[Object location annotation data]
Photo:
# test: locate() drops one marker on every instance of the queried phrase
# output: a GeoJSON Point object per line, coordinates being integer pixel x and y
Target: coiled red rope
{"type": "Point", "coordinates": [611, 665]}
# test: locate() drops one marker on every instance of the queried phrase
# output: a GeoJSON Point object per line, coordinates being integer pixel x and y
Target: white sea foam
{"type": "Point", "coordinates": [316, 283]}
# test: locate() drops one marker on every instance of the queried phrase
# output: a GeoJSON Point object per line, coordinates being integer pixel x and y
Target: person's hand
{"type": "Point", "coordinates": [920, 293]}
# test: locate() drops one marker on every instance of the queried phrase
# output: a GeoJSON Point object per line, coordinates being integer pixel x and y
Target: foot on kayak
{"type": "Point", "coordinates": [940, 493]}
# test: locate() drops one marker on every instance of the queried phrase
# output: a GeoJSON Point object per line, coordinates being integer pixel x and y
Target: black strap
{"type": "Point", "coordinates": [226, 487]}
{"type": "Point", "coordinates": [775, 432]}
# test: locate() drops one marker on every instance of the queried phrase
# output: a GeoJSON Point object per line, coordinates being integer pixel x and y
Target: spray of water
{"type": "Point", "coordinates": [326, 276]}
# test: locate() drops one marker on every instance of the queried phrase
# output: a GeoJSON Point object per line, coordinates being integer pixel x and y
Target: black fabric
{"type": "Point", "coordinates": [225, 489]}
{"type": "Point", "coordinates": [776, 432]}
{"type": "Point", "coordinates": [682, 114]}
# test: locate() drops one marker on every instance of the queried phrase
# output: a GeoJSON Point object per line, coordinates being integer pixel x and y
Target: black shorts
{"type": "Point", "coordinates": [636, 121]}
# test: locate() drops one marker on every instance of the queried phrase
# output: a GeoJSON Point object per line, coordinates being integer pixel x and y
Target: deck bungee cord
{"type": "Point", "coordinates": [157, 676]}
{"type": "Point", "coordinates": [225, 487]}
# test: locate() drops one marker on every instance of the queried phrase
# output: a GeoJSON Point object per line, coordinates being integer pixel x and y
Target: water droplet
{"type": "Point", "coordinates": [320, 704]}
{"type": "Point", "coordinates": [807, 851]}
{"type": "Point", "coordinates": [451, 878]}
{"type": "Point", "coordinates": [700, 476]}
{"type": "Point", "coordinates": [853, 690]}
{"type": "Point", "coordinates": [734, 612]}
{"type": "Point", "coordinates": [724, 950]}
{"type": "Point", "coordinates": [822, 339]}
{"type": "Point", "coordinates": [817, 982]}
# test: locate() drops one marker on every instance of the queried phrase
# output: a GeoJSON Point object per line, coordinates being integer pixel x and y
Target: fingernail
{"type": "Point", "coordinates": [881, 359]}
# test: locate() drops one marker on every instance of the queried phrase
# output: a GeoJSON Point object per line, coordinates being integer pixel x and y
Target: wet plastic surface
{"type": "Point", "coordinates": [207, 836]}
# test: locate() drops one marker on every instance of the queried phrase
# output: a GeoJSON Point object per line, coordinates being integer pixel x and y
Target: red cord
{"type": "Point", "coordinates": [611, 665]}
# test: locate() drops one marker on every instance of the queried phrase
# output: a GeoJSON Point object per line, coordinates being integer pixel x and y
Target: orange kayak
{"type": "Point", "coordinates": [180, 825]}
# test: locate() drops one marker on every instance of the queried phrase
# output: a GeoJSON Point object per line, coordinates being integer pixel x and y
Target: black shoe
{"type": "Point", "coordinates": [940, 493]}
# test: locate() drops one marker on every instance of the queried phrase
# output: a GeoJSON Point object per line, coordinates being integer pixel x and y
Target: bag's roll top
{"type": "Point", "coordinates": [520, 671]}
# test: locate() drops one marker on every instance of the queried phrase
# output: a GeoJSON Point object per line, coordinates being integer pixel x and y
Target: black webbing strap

• Goal
Give the data again, exactly as it stands.

• Exercise response
Photo:
# test: locate() drops one marker on every instance of the queried phrase
# output: a GeoJSON Point object per line, coordinates being integer pixel x and y
Target: coiled red rope
{"type": "Point", "coordinates": [611, 665]}
# test: locate() drops one marker on every instance of the queried phrase
# output: a GeoJSON Point object per line, coordinates being integer pixel x and y
Target: white sea foam
{"type": "Point", "coordinates": [316, 283]}
# test: locate() drops one marker on every instance of the queried phrase
# output: a GeoJSON Point object per line, coordinates being integer pixel x and y
Target: person's hand
{"type": "Point", "coordinates": [920, 293]}
# test: locate() drops one marker on every instance of the queried phrase
# output: a GeoJSON Point object per line, coordinates being integer pixel x and y
Target: foot on kayak
{"type": "Point", "coordinates": [940, 493]}
# test: locate() drops one marker on every instance of the queried phrase
# output: a GeoJSON Point object per line, coordinates being integer pixel x and y
Target: black strap
{"type": "Point", "coordinates": [226, 487]}
{"type": "Point", "coordinates": [775, 432]}
# test: locate() drops one marker on every instance of the queried phrase
# output: a GeoJSON Point object per line, coordinates being integer pixel x and y
Target: spray of water
{"type": "Point", "coordinates": [326, 276]}
# test: locate() drops one marker on every instance of the queried phrase
# output: a GeoJSON Point object per line, coordinates being integer pixel x and y
Target: black fabric
{"type": "Point", "coordinates": [225, 489]}
{"type": "Point", "coordinates": [776, 432]}
{"type": "Point", "coordinates": [682, 114]}
# test: locate() drops one marker on every instance of the queried phrase
# output: a GeoJSON Point object per line, coordinates being integer pixel x and y
Target: black shorts
{"type": "Point", "coordinates": [636, 121]}
# test: locate() drops one marker on every instance of the queried phrase
# output: a GeoJSON Point object per line, coordinates being integer pixel x and y
Target: deck bungee cord
{"type": "Point", "coordinates": [157, 676]}
{"type": "Point", "coordinates": [225, 487]}
# test: locate() drops one marker on every instance of the queried phrase
# output: a GeoJSON Point object per line, coordinates being integer pixel x and y
Target: water droplet
{"type": "Point", "coordinates": [320, 704]}
{"type": "Point", "coordinates": [807, 851]}
{"type": "Point", "coordinates": [451, 878]}
{"type": "Point", "coordinates": [700, 476]}
{"type": "Point", "coordinates": [853, 690]}
{"type": "Point", "coordinates": [734, 612]}
{"type": "Point", "coordinates": [724, 950]}
{"type": "Point", "coordinates": [822, 339]}
{"type": "Point", "coordinates": [817, 982]}
# test: locate() drops one marker on every instance of the queried phrase
# output: a GeoJSON Point object per line, coordinates being integer pixel x and y
Target: fingernail
{"type": "Point", "coordinates": [881, 359]}
# test: locate() drops one marker on every instance of the queried phrase
# output: a GeoJSON Point object per line, coordinates being integer pixel x and y
Target: wet plastic surface
{"type": "Point", "coordinates": [207, 836]}
# test: locate() drops one marker on every instance of the queried phrase
# output: a GeoJSON Point object per line, coordinates being integer pixel x and y
Target: red cord
{"type": "Point", "coordinates": [611, 665]}
# test: locate() drops one marker on every instance of the queried phrase
# output: a GeoJSON Point object per line, coordinates being integer pixel x and y
Target: orange kayak
{"type": "Point", "coordinates": [180, 825]}
# test: locate() drops one marker on every instance of the queried phrase
# output: a GeoJSON Point object per line, coordinates being integer pixel x and y
Target: black shoe
{"type": "Point", "coordinates": [940, 493]}
# test: locate() drops one marker on every instance of the queried phrase
# output: a GeoJSON Point object per line, coordinates being integer pixel x and y
Target: bag's roll top
{"type": "Point", "coordinates": [520, 671]}
# test: locate() drops one marker on every instance of the queried phrase
# output: a GeoJSON Point object per line, coordinates being integer pixel x and y
Target: black webbing strap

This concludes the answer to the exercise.